Substitute "box coordinates" for "bounding box" everywhere it occurs in the data below, and write the data out again with nothing else changed.

---------------

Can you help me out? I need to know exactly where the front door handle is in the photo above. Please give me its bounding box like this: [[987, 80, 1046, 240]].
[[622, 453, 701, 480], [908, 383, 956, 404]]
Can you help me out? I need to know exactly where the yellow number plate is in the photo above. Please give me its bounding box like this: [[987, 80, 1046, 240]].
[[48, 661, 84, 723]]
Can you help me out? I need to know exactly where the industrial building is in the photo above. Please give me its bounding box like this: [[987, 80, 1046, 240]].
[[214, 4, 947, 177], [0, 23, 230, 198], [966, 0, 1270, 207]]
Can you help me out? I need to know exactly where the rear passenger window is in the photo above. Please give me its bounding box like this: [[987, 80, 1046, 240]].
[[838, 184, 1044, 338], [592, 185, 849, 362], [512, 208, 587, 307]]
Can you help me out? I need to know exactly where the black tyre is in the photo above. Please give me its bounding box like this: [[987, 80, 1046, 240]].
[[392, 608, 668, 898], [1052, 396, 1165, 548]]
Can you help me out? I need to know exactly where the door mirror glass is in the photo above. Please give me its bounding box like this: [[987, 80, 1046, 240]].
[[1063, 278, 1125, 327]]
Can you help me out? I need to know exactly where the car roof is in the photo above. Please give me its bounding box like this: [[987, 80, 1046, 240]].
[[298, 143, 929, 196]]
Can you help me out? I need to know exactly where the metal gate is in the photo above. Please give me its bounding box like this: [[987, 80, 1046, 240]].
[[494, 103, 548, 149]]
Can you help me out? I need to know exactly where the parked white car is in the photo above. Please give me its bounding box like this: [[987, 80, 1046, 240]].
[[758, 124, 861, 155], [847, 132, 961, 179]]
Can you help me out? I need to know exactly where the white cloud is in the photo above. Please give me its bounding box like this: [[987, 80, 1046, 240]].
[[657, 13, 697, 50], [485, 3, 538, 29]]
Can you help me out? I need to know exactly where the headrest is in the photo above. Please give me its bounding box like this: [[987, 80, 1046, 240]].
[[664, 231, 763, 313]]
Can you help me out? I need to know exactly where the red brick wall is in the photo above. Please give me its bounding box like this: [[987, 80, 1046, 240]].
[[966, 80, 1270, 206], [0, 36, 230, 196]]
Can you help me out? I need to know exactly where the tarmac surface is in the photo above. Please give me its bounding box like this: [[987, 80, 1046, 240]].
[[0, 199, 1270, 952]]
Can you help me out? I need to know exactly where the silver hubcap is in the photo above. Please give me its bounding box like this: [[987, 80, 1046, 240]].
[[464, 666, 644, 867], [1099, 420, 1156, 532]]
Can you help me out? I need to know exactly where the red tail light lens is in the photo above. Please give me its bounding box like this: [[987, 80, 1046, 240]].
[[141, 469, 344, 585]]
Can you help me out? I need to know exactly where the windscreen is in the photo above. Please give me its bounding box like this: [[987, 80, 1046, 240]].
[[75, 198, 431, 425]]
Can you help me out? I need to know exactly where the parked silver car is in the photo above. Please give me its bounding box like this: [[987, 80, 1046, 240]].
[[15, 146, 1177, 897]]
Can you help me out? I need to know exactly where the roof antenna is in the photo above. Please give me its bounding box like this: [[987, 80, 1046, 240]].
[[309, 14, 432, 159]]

---------------

■ TASK RESULT ■
Can you help me out? I need to know exactly where the front door handle is in the photo above. Please give me its box coordinates like this: [[987, 80, 1046, 240]].
[[622, 453, 701, 480], [908, 383, 956, 404]]
Can you help me out? I need to know exactly where the yellow number plate is in the photo above. Please give me its box coordinates like this: [[987, 80, 1046, 240]].
[[48, 661, 84, 723]]
Can you help me out? I need to know exactly where the industrial building is in the photo above. Please give me its box coordinates like this: [[987, 80, 1046, 240]].
[[214, 4, 947, 177], [0, 23, 230, 198], [966, 0, 1270, 207]]
Can you help me out? I need to know exactly where the rear passenger window is in the photo above. Please give me its box coordinates like this: [[987, 80, 1046, 240]].
[[838, 184, 1044, 338], [592, 185, 849, 362], [512, 208, 587, 307]]
Can you help me out? I need to know exactly where the black tyre is in the photo above. Please give me its box coordinates like this: [[987, 80, 1046, 240]].
[[392, 608, 668, 898], [1052, 396, 1165, 548]]
Can you help me out? I need to know exactly where the door mirror glass is in the photo above. Please give me its box coordinates like this: [[987, 80, 1046, 240]].
[[1063, 278, 1125, 327]]
Can you help me out? I need to know exactly where the car roof is in the photo above. Please give me its box coordinates like this: [[987, 80, 1046, 240]].
[[298, 143, 929, 196]]
Can you help me out? I need to know exactly where the metal gate is in the photo above. Please give me its box coordinates like this: [[987, 80, 1046, 240]].
[[494, 103, 548, 149]]
Can you help me out? I need to know exactly where the parked white car is in the photo above. Please give me its box coordinates like this: [[987, 80, 1046, 240]].
[[758, 124, 861, 155], [847, 132, 961, 179]]
Can you help me out? I need to know exactly where the white cloud is in the photo above. Please give me its box coordinates like this: [[987, 80, 1046, 240]].
[[657, 13, 697, 50], [485, 3, 538, 29]]
Can you help me out? I need to know exactly where the headrest is in the photo above. Please give me its box coordinates like this: [[987, 80, 1046, 240]].
[[664, 231, 763, 313]]
Can you help me out? I need to know exactly where the red brick wall is in the photo above. Please give me its box coordinates like this: [[987, 80, 1046, 240]].
[[966, 80, 1270, 206], [0, 36, 230, 196]]
Can you help me out? I need to know exactly where the tarmac surface is in the photo above. Please give me its box coordinates like this: [[987, 80, 1046, 240]].
[[0, 199, 1270, 952]]
Can you help me out? I need to know exactly where the silver hubcap is in the photo above. Please give me its box coordinates like this: [[987, 80, 1046, 240]].
[[464, 666, 644, 867], [1099, 420, 1156, 532]]
Can you help me out? I need to know exactly where the red tail light lens is in the photo above. Please give me its box coordinates like this: [[987, 80, 1046, 240]].
[[141, 469, 344, 585]]
Can you help me out? I need to know exactly where the windscreen is in the photo above. Please give me its box coordinates like this: [[987, 80, 1046, 240]].
[[75, 198, 431, 425]]
Can you help me out? I need to know exactly where the parked silver car is in the photo above. Please give me its box coordinates like this: [[987, 80, 1046, 240]].
[[15, 146, 1177, 897]]
Can you help me out? I need to know exactly where the roof antenna is in the photo above. Please give me its box coordinates like this: [[987, 80, 1046, 240]].
[[309, 14, 432, 159]]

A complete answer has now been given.